*** Begin section ***

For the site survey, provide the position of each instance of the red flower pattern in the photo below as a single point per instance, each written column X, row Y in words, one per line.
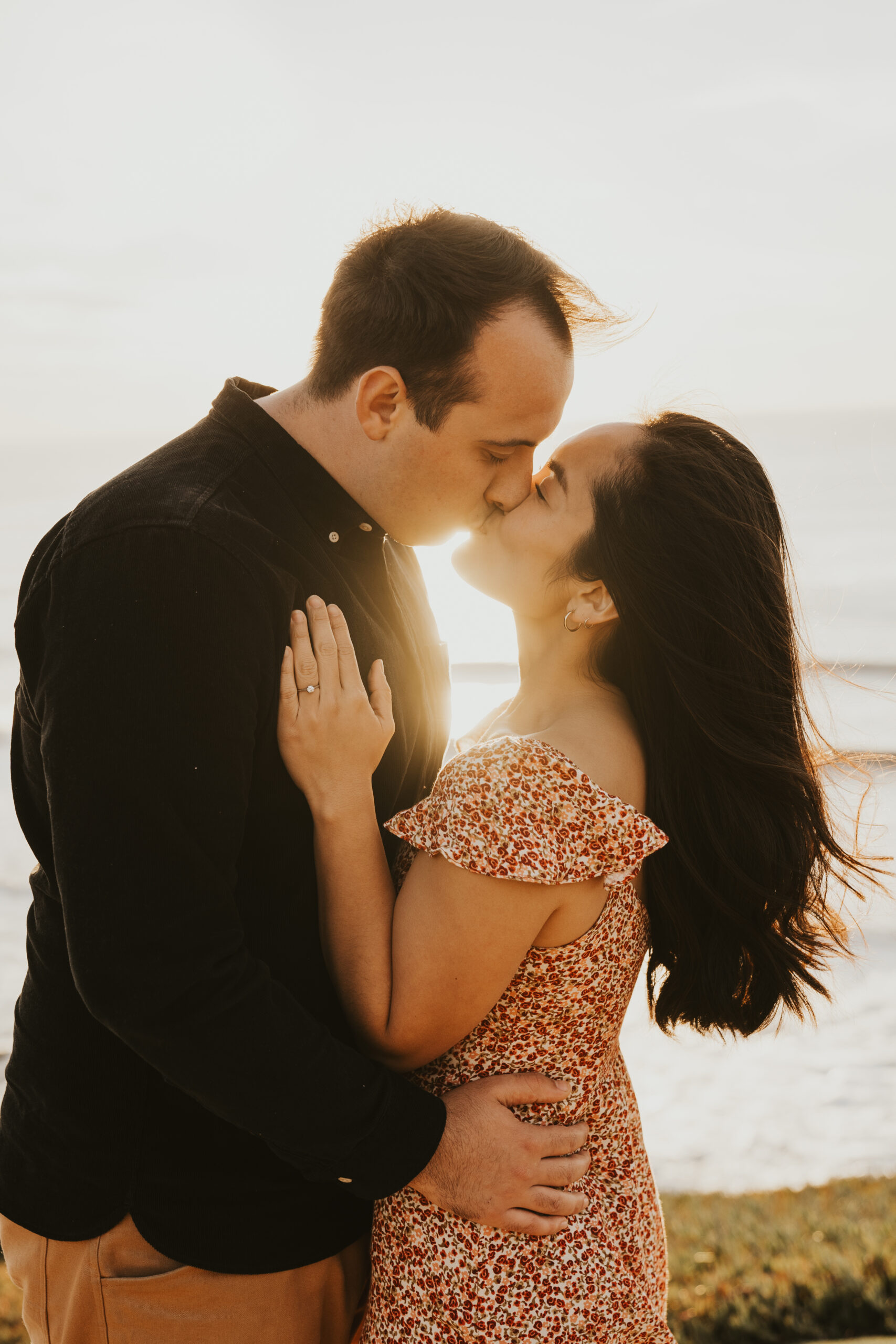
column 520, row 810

*** End section ***
*** Begin section ***

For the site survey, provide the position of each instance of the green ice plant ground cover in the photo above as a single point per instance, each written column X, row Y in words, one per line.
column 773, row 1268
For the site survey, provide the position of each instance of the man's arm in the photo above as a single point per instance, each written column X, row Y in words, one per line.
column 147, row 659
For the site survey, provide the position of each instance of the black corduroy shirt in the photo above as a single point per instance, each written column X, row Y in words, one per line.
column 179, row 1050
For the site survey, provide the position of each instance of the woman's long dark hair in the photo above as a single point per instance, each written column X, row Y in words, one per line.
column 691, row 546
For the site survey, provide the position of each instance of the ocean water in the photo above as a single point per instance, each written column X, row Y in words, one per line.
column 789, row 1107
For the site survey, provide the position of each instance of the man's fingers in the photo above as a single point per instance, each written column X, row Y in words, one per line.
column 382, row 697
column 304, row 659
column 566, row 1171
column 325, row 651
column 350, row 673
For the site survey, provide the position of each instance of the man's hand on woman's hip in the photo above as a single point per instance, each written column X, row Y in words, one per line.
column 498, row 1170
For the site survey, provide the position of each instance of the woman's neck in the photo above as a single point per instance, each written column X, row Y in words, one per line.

*** End section ***

Description of the task:
For the lines above, output exactly those from the line containing "the woman's long" through the line containing "the woman's neck", and skip the others.

Solution for this task:
For the site survey, provide the position of each instance of the woman's long dark hair in the photo above as a single point per instance, each written column X, row Y in words, one per line.
column 691, row 546
For the site survey, provide the position of each instance of the ocean water in the photo above as a single point per instance, each written column X, row Y in words, one per line.
column 789, row 1107
For the site survey, provide the position of each instance of the man's fingers in the photo above as a single point per instance, each written column X, row Y in words, one per line.
column 382, row 697
column 304, row 659
column 566, row 1171
column 325, row 651
column 350, row 673
For the site survey, provide the position of each instance of the man's hand on woman's hip in the photo above as a single point per instance, each written column X, row Y in words, one per line.
column 498, row 1170
For the site survey, provide the position of each instance of the woman's neck in the photo above as a single point per instance, each written column X, row Y in words, one per line.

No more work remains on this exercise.